Task requirements.
Return, character for character, the lines from the one bearing "Expected behaviour: a marker sits on the watch" through the end of the material. Omit everything before that line.

Supplied material.
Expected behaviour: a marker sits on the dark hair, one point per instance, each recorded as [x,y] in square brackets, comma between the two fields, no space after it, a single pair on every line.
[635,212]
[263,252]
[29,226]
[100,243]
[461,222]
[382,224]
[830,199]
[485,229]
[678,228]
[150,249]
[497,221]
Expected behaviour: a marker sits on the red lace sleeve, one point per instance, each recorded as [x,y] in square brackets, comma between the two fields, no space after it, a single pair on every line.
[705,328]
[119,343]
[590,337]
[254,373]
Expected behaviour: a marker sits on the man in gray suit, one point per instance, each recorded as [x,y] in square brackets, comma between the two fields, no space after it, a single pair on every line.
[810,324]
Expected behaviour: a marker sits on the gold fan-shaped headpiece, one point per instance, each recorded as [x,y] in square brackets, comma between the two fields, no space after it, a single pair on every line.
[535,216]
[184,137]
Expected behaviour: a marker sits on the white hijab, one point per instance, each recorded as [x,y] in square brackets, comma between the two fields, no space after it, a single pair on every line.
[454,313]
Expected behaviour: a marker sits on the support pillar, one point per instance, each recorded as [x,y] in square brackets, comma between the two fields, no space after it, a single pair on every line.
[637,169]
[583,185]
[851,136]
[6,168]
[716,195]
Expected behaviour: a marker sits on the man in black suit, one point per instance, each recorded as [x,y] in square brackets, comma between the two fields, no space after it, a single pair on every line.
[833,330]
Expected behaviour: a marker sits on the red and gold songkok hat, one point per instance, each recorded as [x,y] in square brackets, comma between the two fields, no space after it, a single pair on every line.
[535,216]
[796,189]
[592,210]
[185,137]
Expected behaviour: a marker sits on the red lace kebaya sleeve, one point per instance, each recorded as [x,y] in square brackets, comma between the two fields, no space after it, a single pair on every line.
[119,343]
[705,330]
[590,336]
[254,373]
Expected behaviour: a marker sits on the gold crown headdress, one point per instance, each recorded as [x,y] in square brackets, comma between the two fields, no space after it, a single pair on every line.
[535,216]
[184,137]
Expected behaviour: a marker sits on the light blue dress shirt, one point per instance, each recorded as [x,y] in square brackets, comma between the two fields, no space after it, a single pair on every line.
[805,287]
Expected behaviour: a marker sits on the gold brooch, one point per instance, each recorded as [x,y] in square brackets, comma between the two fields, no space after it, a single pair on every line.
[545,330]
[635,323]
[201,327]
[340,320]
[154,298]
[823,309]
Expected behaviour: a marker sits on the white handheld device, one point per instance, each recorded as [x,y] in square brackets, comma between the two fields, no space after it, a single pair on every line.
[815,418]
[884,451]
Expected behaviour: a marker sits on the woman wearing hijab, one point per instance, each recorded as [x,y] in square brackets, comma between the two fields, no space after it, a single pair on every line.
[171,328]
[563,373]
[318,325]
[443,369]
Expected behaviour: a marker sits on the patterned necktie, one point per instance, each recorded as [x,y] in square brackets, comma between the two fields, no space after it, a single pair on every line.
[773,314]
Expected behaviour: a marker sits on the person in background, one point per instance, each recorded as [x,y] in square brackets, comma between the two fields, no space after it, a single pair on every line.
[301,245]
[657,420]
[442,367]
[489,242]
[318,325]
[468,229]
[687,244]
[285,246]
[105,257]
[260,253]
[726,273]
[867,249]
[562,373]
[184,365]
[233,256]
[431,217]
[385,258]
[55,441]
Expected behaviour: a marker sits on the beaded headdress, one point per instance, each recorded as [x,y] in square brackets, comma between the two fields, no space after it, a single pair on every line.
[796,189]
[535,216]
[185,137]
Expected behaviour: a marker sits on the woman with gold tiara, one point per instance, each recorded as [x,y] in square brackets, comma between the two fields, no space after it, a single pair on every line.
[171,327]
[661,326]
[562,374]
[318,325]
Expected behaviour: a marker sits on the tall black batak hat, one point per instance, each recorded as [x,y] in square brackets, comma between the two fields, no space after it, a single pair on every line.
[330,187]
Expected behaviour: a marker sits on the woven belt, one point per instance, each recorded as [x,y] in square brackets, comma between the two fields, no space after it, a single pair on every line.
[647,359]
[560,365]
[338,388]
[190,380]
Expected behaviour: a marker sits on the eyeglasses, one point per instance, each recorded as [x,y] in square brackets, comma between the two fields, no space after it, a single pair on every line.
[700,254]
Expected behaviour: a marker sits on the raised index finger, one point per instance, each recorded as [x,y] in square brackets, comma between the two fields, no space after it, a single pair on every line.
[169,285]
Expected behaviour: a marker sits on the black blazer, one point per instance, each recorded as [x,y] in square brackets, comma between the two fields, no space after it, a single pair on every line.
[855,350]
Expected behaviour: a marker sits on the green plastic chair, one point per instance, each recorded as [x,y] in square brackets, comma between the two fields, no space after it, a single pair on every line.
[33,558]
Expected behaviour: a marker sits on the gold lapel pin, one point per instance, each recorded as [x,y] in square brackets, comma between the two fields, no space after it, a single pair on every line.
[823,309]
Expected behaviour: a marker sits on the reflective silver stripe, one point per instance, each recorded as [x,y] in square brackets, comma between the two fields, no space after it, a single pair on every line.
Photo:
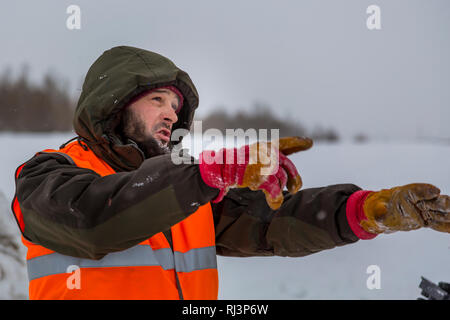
[140,255]
[196,259]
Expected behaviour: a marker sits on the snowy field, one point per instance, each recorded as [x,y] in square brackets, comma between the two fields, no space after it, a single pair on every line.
[338,273]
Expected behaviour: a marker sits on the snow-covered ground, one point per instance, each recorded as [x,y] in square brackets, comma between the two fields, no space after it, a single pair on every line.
[340,273]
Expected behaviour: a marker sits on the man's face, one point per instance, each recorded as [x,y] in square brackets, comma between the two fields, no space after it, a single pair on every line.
[150,118]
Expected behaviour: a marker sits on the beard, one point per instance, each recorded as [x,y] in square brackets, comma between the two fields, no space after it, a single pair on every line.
[132,128]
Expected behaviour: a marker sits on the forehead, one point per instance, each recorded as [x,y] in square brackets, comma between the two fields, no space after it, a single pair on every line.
[167,91]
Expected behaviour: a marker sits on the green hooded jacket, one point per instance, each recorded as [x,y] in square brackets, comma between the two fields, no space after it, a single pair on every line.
[64,206]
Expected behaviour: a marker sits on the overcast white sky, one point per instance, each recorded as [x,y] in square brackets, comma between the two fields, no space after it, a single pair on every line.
[311,61]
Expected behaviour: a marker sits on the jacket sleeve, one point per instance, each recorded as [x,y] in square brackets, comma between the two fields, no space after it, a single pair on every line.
[310,221]
[76,212]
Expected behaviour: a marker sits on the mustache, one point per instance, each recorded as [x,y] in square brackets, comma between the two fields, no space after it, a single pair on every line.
[162,125]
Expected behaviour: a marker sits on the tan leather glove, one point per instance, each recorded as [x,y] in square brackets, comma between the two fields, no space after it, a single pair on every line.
[405,208]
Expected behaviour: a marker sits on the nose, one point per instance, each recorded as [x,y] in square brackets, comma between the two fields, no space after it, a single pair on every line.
[169,114]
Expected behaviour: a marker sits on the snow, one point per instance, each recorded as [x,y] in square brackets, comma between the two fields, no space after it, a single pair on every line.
[339,273]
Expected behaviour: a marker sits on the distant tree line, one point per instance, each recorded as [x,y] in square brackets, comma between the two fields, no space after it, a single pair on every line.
[47,106]
[262,117]
[42,107]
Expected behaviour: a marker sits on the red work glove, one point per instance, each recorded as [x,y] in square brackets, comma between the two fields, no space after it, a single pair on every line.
[259,166]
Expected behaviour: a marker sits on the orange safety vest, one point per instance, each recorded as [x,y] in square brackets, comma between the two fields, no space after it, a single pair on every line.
[150,270]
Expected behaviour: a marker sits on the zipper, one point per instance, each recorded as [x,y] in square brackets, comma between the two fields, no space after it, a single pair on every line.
[168,236]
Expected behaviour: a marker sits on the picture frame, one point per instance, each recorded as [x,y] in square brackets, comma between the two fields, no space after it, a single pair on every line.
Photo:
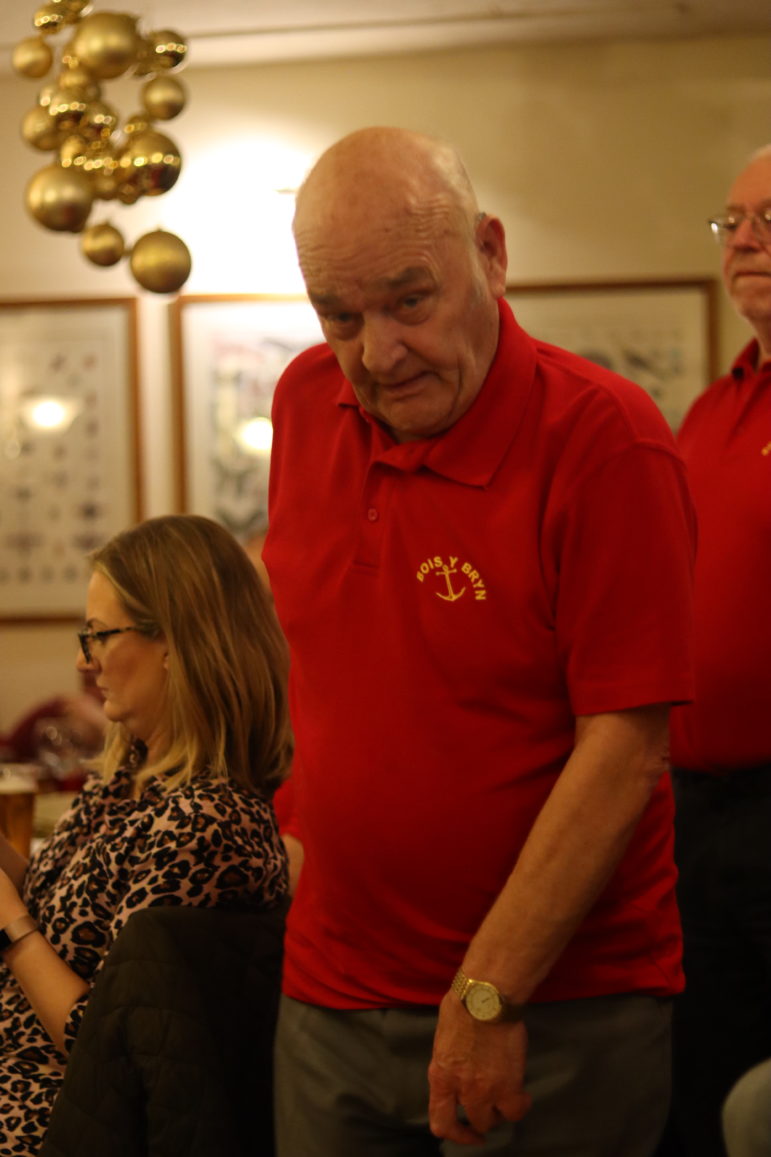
[70,447]
[660,333]
[228,352]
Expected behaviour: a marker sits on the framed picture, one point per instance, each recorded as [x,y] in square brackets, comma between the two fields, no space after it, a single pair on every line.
[68,447]
[660,334]
[228,353]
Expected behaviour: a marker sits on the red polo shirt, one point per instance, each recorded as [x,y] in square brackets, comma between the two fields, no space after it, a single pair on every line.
[726,443]
[452,604]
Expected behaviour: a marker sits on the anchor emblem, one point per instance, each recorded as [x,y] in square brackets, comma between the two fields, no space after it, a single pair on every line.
[452,595]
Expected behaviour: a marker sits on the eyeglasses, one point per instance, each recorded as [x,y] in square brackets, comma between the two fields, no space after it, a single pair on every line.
[726,226]
[87,638]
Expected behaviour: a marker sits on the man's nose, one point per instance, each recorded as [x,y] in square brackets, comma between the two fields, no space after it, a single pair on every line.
[381,345]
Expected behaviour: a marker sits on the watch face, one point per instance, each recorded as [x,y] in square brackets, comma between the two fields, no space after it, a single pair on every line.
[483,1001]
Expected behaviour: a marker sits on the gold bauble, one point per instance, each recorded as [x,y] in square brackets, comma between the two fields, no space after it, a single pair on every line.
[45,94]
[39,131]
[102,168]
[73,150]
[105,43]
[160,262]
[163,97]
[153,161]
[168,49]
[73,9]
[32,57]
[49,19]
[66,108]
[103,244]
[127,192]
[98,120]
[60,199]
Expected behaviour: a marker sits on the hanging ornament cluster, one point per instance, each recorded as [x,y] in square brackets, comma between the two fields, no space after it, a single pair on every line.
[96,156]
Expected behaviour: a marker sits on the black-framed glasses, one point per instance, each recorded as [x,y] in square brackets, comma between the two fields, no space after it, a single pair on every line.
[87,638]
[725,226]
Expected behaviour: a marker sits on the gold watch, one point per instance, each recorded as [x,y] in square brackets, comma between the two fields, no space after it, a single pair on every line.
[483,1001]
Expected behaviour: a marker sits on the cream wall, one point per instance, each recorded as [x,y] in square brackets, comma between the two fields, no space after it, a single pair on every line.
[603,161]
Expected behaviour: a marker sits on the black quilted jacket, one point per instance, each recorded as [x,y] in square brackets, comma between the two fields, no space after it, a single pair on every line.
[174,1052]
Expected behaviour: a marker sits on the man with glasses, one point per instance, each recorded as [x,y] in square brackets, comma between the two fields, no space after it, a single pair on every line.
[721,742]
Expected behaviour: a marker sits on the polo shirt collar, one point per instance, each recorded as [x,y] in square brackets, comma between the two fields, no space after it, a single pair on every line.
[471,450]
[747,363]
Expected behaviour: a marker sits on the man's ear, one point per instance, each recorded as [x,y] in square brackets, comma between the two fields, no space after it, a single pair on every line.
[491,242]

Answer for this exercise.
Expected behaviour: a marker sits on the watch face, one point per instance, each recorded as [x,y] in square brackets, comma between the two fields, no space after it, a single pair on every line.
[483,1001]
Expected behaviour: a marker sits on the gold bauble, one point per instance, each recorded as [x,y] in square brackets, comma between the two fields, no space after it, a single pair on every line.
[45,94]
[39,131]
[102,168]
[73,150]
[105,43]
[160,262]
[163,97]
[153,161]
[168,49]
[73,9]
[32,57]
[49,19]
[66,108]
[103,244]
[127,192]
[98,120]
[60,199]
Expected behaviour: a marker sits on the hanging ornament cluster, one point per instance, each recorded as [x,y] in square brackets, comma between the two fields, no space after it, a single pair on every line.
[96,156]
Expected behaviour: a marker sits on the black-framed glasses, one point per instance, each recorded as [x,y] in square brackets, comma between the two fields, no space after it, a single pair on every line.
[87,638]
[725,226]
Expected behaviour: a marker sits on the gold watch, one point per instance, each recorded as [x,y] in square brackets, comma between the two fields, no space after it, a single pair on every line.
[483,1001]
Expected behaviour: a marker sits on the cream wall, one point per instance, each recorded as [x,y] in square brackets, comma between the two fields, no space after it, a single pair on every line.
[603,161]
Expected behaviour: a marker sits on the black quilted jacket, one point per instance, each recorded as [x,y] in square brackets, comma between the two fields, no space after it, a single pair on every line.
[174,1052]
Expected behaviour: a marker sits on the man with glasses, one point per instance, each recorded as [x,y] in square brackets, comma between the two fields, no space after it, a single pair on every line.
[721,742]
Expected behaviour: a marker sits on the polo shirt collar, one point per instance, each recorded as [x,y] in square brackets, comma between the two fields, no space after it, a single pair on every line.
[471,450]
[747,363]
Expected behaviour: a marker sits on the man's ear, one point per instance, each recorded as [x,y] in square brackets, comma between the two fields, no space after it, a single pair on every line.
[491,242]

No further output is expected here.